The data.
******
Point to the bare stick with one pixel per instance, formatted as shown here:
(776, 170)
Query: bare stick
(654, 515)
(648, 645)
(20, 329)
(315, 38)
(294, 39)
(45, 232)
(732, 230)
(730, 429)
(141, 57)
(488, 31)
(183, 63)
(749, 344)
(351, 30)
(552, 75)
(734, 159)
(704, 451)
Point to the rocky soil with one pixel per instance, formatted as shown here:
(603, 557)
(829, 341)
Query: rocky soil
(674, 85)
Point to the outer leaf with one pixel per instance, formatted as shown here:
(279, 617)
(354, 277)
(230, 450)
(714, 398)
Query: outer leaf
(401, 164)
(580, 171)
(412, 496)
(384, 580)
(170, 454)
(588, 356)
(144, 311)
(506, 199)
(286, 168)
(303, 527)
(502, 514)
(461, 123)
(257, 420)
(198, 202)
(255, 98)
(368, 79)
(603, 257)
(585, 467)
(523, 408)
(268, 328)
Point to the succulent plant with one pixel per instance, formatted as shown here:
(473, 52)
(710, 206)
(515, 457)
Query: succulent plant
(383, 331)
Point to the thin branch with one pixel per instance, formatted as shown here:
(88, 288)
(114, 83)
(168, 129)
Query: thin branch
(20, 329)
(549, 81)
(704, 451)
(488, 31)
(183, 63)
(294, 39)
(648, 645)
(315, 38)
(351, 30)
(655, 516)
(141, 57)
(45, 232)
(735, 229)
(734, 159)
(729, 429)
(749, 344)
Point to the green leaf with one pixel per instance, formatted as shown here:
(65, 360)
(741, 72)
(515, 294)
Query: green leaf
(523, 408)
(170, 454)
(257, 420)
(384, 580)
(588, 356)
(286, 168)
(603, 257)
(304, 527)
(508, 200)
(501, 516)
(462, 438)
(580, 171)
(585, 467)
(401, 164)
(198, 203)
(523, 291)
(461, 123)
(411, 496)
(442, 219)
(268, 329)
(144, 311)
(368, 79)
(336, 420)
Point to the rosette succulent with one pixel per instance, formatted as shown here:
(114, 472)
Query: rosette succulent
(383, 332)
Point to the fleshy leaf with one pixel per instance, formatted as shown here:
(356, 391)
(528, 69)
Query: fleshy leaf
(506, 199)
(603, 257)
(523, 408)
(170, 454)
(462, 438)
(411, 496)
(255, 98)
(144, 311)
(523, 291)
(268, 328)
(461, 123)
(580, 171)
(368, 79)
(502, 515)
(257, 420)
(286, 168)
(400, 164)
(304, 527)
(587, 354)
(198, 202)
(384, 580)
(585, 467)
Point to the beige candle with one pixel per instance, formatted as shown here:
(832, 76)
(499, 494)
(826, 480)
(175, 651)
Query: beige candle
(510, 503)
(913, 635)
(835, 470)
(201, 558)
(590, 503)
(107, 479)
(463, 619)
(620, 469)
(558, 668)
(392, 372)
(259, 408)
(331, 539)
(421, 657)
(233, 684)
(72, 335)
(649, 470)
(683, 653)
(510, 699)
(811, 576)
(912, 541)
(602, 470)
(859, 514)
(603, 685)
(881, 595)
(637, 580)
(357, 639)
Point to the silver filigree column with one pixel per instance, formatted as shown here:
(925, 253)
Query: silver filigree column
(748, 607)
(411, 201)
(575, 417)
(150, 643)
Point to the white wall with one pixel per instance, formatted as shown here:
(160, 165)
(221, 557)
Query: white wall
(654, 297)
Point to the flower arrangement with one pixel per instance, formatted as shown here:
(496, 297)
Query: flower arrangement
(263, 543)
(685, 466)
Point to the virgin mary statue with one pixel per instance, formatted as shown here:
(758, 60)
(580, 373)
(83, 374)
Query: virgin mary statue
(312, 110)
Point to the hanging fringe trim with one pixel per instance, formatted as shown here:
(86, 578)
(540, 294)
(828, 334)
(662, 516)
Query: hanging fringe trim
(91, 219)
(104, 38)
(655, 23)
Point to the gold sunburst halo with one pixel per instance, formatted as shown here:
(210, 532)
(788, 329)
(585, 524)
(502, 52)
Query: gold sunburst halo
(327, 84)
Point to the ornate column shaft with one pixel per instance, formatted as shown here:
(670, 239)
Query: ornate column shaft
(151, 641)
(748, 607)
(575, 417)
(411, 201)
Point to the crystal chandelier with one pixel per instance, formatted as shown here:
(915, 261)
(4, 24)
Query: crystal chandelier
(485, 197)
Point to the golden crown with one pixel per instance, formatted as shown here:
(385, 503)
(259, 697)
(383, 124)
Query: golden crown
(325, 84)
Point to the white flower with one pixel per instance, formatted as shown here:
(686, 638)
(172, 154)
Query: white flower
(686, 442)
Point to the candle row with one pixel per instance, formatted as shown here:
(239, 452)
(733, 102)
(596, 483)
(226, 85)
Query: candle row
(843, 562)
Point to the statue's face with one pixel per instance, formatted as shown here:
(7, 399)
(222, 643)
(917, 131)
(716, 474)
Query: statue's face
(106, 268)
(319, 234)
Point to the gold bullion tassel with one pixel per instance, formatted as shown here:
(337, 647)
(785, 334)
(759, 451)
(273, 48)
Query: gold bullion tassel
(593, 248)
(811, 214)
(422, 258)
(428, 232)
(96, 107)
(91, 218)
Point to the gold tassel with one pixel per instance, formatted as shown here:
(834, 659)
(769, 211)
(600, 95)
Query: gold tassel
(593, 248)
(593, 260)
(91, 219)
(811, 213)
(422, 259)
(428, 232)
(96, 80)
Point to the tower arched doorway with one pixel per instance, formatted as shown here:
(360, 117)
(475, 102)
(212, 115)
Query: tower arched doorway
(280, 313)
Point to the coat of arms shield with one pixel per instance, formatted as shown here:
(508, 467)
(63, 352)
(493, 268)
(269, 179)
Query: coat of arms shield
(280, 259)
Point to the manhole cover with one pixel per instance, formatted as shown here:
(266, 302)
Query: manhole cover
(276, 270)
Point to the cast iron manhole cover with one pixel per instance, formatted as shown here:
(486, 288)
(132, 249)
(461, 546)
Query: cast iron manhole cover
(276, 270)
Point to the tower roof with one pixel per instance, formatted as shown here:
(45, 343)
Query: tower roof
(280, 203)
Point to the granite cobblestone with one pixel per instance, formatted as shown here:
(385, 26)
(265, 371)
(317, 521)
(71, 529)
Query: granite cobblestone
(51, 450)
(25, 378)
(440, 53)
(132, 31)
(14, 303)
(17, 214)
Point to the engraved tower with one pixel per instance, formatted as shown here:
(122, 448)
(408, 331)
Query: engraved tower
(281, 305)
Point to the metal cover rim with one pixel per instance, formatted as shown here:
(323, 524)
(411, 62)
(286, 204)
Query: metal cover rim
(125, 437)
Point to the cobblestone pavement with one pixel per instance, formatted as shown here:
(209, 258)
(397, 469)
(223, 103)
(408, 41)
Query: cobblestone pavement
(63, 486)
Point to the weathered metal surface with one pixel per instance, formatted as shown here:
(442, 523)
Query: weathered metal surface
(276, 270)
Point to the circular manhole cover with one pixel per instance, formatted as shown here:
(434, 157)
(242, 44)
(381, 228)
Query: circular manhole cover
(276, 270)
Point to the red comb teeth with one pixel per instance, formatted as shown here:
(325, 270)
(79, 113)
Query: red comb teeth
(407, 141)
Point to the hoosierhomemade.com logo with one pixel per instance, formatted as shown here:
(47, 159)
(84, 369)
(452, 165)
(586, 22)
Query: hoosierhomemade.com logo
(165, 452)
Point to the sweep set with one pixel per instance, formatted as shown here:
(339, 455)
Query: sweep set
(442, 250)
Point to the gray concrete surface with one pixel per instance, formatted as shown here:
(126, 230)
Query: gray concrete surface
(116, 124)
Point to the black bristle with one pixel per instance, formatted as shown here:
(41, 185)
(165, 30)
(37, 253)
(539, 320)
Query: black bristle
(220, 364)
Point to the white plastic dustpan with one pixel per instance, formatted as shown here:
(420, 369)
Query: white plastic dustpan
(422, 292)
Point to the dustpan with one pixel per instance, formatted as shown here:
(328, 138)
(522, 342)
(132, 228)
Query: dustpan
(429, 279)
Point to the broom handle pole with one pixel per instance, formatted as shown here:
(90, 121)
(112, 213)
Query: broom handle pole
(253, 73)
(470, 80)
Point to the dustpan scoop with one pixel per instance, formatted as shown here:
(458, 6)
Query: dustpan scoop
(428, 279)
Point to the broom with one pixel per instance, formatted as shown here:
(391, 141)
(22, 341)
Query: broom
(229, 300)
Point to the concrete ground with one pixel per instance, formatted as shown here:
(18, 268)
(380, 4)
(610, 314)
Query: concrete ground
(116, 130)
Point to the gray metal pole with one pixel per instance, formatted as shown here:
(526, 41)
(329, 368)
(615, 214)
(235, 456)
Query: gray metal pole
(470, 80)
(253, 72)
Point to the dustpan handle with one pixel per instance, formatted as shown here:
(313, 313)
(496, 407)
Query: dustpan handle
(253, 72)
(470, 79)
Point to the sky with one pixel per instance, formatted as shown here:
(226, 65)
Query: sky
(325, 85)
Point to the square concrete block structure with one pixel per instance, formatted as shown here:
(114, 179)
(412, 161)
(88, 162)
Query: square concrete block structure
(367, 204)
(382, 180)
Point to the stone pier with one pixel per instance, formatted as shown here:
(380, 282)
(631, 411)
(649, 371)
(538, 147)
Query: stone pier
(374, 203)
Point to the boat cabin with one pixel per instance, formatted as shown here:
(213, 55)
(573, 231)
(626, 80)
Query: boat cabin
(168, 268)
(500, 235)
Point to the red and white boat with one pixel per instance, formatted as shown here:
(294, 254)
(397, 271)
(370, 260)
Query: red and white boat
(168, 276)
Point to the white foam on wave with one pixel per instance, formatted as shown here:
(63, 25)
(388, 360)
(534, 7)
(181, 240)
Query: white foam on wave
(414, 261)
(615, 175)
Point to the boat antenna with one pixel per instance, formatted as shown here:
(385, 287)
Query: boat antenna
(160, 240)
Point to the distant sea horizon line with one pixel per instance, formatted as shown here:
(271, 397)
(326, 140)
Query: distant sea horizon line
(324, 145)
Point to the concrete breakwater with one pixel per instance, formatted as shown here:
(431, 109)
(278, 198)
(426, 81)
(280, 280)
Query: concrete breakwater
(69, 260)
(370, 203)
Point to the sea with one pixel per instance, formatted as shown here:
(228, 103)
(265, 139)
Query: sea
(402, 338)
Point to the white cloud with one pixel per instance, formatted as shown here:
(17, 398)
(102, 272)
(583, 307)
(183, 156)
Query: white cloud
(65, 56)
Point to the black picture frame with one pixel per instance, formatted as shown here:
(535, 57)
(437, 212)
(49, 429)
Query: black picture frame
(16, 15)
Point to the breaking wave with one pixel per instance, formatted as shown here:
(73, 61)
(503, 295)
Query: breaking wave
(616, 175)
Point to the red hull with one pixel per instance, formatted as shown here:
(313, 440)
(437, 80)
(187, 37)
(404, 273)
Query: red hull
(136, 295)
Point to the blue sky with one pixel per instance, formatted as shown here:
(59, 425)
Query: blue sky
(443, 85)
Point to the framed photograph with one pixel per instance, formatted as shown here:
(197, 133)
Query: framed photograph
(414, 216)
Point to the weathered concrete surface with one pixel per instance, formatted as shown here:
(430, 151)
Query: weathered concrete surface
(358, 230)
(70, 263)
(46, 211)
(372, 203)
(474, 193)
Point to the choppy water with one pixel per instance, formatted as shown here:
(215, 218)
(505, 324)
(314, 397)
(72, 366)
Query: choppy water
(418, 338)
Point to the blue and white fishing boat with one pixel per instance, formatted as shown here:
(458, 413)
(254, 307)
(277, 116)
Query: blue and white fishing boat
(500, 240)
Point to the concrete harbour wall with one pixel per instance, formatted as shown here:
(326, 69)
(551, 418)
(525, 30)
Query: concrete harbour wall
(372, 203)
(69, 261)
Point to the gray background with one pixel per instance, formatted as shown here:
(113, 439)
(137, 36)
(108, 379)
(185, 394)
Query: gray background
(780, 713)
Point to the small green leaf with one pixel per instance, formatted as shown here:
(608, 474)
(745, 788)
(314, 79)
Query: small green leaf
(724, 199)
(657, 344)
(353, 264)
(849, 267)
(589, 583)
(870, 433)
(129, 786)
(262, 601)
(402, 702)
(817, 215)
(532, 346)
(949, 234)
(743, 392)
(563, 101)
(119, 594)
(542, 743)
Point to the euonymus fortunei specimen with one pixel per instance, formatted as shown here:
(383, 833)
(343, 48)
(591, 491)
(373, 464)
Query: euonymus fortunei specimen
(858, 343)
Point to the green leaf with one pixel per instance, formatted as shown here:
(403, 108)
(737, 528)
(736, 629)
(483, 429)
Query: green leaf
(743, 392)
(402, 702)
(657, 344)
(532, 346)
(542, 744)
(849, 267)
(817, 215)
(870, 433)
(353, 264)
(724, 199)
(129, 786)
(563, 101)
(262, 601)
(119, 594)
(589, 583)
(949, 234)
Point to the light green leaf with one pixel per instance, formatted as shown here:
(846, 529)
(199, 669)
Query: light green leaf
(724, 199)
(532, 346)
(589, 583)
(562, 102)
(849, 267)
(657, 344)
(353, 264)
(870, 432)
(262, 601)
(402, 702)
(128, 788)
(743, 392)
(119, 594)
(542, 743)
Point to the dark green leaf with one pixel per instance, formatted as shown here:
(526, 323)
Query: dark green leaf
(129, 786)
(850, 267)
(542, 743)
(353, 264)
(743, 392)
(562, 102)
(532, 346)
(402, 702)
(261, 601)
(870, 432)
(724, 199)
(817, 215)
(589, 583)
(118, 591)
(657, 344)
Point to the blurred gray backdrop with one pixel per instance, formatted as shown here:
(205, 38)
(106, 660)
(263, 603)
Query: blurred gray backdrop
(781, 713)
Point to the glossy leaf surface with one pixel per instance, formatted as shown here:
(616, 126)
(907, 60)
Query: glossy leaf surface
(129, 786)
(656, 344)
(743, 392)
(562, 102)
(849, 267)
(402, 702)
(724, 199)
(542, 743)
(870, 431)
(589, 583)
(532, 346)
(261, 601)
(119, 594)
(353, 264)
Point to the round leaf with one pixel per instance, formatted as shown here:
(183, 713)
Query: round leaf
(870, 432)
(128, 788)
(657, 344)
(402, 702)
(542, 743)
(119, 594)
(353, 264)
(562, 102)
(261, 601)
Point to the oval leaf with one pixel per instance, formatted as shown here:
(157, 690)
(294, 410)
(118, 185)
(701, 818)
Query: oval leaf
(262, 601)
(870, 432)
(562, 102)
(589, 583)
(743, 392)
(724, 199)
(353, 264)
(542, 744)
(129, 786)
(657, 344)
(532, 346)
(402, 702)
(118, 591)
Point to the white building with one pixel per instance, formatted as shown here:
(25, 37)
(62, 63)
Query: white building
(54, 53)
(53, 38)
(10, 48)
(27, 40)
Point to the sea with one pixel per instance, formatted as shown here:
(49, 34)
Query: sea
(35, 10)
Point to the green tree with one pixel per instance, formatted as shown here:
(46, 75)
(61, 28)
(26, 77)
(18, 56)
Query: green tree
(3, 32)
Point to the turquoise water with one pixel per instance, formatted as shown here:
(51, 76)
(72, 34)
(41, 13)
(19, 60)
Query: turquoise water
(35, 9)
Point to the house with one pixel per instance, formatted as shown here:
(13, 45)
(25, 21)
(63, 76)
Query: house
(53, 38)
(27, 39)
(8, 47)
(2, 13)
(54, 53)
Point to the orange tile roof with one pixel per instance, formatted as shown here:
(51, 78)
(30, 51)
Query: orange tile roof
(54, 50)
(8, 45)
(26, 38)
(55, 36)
******
What you will do.
Using the records above, please retype only the run of lines from the line holding "Point to the green tree" through the last line, both ends included.

Written reply.
Point to the green tree with one pixel per instance, formatted as shown here:
(46, 75)
(61, 28)
(26, 77)
(18, 56)
Query: green tree
(3, 32)
Point to the turquoise water with one pixel per instance, formatted as shown here:
(51, 76)
(72, 34)
(41, 13)
(19, 60)
Query: turquoise water
(35, 9)
Point to the house with one pixel per instance, formatted as shown here:
(13, 45)
(25, 21)
(63, 76)
Query: house
(53, 38)
(27, 39)
(8, 47)
(2, 13)
(54, 53)
Point to the orange tile roof with one pixel per instance, formatted as shown here:
(51, 78)
(30, 51)
Query: orange tile roof
(54, 50)
(8, 45)
(26, 38)
(55, 36)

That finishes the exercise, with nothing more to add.